Exercise directions:
Set out the lines of the records below as a JSON list of strings, one string per line with blank lines omitted, covering everything from the line containing "User intent: locate the river water" down to the last line of the records, both included.

Exercise input:
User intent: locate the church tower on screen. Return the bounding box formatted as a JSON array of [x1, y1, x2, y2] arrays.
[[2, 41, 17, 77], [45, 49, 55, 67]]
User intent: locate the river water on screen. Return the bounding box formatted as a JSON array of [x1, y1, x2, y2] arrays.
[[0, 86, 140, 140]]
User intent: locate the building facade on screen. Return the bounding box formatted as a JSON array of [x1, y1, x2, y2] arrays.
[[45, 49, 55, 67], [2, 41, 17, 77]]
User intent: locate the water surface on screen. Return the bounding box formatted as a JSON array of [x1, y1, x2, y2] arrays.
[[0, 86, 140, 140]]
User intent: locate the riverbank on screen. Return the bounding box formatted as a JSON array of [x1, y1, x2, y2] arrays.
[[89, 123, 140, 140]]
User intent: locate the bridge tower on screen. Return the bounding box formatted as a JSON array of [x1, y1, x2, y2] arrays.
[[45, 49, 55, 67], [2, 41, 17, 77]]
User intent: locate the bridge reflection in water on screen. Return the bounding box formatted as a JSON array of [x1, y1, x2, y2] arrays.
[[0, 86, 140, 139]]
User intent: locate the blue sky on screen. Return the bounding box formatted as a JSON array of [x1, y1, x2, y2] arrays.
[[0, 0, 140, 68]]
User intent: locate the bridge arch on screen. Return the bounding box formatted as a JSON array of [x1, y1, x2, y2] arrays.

Final result:
[
  "User intent: locate the river water on screen. Return the bounding box formatted as a JSON array of [x1, y1, x2, y2] arrays.",
  "[[0, 86, 140, 140]]",
  "User intent: locate the building facade on screen. Return the bounding box formatted as a JSON array of [x1, y1, x2, y2] arrays.",
  "[[45, 49, 55, 67], [2, 41, 17, 77]]",
  "User intent: locate the water surface on screen. Return the bounding box formatted as a JSON array of [x1, y1, x2, y2] arrays.",
  "[[0, 86, 140, 140]]",
  "User intent: locate the riverbank on screen. Return the bounding box formatted as a JSON array of [x1, y1, x2, y2] arrays.",
  "[[89, 123, 140, 140]]",
  "User intent: locate the bridge tower on screen. Return the bounding box formatted as a JSON array of [x1, y1, x2, y2] arrays.",
  "[[45, 49, 55, 67], [2, 41, 17, 77]]",
  "User intent: locate the bridge reflection in water on screen. Return the bounding box formatted as a JSON array of [x1, y1, x2, y2] arrays.",
  "[[0, 86, 140, 139]]",
  "User intent: locate the blue sky on screen. Return the bounding box formatted as a JSON array of [x1, y1, x2, y2] arrays.",
  "[[0, 0, 140, 68]]",
  "User intent: locate the bridge arch on screen. Return the bounding box formatted as a JSON array of [x1, y1, x2, y2] arrays."
]